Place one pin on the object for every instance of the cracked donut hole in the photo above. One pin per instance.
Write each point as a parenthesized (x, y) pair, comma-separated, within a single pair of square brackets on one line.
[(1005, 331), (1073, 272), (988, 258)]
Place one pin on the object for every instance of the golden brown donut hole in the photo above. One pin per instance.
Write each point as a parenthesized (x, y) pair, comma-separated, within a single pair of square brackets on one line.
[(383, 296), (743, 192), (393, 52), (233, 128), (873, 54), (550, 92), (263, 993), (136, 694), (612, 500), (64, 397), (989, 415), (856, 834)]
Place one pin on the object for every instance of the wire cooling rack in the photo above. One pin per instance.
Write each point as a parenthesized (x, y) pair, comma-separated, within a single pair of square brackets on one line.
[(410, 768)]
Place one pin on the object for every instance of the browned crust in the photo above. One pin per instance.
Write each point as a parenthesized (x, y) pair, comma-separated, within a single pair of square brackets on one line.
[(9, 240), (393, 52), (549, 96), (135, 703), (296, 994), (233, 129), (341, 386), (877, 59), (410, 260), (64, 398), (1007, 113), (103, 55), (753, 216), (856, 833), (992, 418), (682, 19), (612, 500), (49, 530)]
######
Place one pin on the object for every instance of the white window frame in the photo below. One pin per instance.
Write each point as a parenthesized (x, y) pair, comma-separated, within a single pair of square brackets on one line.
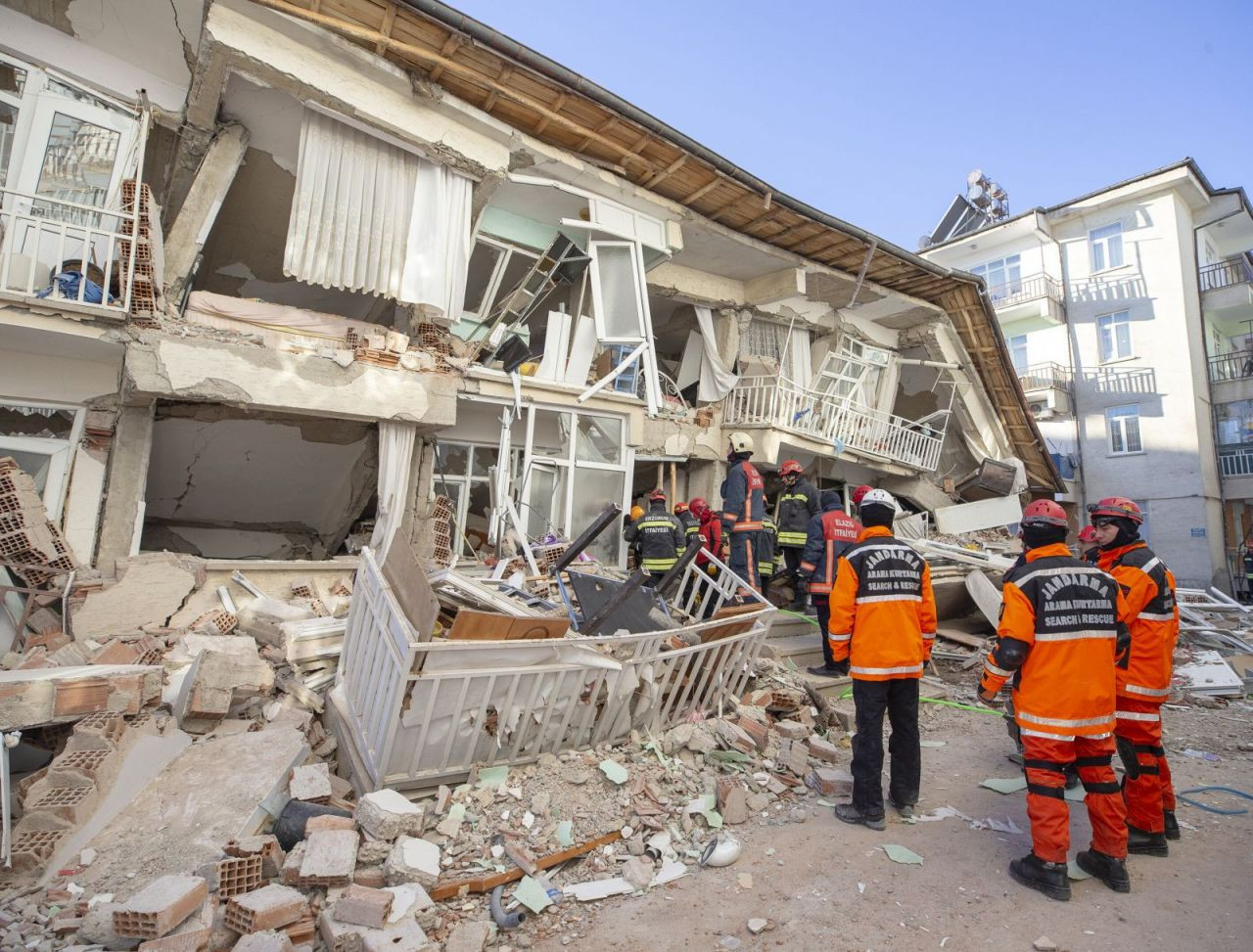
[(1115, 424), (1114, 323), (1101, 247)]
######
> Exercise objective:
List each line of the entries that holds the string "donut".

> Response to the task:
Place one pin on the object for every instance of the cracked donut hole in the photo above. One pin per instance.
Place one pin on the object for every instance of the golden brown donut hole in the photo above. One pin per instance.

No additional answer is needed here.